Provided data:
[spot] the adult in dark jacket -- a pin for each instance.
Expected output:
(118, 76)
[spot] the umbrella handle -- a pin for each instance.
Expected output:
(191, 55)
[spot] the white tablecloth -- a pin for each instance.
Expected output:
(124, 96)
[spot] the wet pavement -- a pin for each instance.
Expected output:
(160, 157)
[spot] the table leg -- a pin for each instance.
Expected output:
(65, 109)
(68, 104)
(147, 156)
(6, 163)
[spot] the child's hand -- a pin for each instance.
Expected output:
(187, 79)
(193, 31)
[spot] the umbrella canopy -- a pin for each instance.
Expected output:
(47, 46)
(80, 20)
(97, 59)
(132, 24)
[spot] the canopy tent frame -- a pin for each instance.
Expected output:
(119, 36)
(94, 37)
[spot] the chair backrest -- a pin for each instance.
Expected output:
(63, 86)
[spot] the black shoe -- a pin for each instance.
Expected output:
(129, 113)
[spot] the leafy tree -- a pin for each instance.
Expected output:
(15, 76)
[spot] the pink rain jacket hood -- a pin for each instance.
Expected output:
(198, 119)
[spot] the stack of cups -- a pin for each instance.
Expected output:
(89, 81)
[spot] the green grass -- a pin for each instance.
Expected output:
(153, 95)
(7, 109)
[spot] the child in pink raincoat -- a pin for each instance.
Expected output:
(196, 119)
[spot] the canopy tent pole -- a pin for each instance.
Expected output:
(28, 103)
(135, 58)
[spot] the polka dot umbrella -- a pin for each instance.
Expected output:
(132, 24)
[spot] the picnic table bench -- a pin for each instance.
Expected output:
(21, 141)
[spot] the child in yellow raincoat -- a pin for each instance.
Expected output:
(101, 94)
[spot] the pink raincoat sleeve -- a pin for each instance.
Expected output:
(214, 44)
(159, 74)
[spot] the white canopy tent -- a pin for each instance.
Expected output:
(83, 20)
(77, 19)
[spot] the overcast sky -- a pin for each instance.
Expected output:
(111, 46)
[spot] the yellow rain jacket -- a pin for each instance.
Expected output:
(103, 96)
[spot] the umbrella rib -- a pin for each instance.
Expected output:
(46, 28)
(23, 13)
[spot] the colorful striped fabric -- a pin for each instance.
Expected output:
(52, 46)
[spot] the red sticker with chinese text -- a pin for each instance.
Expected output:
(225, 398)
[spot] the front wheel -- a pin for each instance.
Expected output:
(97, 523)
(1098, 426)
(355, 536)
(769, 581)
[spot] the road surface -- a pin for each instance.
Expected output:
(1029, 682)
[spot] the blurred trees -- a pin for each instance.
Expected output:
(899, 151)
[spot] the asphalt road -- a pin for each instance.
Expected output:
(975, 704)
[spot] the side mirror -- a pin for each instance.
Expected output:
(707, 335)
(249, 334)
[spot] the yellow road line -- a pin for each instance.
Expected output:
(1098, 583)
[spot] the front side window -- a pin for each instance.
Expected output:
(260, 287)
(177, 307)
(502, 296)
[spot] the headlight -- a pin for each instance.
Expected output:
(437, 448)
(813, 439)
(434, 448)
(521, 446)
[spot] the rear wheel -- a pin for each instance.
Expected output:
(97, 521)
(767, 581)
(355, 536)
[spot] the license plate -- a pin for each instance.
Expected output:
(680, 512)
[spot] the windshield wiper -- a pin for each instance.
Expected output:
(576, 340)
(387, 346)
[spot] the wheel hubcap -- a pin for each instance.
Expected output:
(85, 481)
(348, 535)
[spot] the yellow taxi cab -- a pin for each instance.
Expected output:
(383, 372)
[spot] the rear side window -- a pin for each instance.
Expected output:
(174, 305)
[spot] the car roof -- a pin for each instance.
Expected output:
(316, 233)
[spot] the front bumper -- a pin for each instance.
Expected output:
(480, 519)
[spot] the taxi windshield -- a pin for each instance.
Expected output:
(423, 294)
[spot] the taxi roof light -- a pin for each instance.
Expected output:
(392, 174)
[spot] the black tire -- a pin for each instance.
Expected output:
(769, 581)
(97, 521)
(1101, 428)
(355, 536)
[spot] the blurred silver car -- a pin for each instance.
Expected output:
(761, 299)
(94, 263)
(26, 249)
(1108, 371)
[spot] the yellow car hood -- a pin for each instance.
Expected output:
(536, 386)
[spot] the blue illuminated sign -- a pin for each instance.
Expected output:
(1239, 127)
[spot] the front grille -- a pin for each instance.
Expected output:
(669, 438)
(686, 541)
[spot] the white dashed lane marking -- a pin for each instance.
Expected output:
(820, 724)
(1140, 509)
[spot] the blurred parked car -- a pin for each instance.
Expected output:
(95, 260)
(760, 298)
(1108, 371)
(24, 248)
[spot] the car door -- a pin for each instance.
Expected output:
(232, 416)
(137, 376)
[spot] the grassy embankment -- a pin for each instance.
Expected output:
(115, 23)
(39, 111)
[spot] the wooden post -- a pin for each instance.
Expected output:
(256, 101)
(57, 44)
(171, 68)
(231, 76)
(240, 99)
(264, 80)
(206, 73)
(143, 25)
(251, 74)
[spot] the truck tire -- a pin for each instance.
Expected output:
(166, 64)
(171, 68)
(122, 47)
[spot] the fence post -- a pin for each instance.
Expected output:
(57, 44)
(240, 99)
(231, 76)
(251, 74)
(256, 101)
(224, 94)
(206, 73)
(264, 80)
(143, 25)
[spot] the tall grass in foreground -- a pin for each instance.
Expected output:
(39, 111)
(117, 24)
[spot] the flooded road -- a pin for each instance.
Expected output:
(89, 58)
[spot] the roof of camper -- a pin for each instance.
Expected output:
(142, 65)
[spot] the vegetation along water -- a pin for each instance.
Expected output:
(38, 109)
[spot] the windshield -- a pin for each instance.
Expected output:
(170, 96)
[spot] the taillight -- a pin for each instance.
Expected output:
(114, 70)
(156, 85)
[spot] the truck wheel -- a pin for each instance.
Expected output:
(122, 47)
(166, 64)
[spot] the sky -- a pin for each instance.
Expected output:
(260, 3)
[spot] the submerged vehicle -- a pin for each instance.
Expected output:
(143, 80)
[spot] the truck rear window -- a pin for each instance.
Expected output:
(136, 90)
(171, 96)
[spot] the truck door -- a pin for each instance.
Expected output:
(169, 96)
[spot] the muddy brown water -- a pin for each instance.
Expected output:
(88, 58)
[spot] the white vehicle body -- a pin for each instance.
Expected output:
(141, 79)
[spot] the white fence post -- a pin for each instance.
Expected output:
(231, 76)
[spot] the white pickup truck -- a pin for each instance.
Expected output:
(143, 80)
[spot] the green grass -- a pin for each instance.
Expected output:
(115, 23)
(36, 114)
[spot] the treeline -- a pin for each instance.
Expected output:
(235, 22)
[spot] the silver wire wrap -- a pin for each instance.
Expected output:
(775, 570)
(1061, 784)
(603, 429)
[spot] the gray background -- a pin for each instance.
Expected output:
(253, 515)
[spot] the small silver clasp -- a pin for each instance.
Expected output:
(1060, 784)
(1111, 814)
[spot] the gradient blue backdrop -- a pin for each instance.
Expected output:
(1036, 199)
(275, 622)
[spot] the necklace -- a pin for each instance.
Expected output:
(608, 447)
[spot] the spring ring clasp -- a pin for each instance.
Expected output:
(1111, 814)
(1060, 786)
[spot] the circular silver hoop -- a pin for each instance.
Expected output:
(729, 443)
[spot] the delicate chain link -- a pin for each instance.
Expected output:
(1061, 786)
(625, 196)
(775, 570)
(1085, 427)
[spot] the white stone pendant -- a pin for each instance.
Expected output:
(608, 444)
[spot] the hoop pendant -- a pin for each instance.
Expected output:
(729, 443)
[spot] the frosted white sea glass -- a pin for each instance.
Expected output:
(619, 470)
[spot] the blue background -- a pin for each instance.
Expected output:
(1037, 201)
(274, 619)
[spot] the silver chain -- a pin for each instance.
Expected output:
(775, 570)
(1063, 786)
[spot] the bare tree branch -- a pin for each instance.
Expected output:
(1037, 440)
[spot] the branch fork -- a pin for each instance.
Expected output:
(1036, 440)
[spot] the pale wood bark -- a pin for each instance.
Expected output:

What is being asked: Every line containing the string "canopy" should be pulled from the listing and copied.

Answer box:
[spot] the umbrella canopy -- a pin for each instance.
[spot] the canopy tent frame -- a pin for each instance.
[spot] the canopy tent pole -- a pin for each instance.
[spot] the white canopy tent -- a pin for each instance.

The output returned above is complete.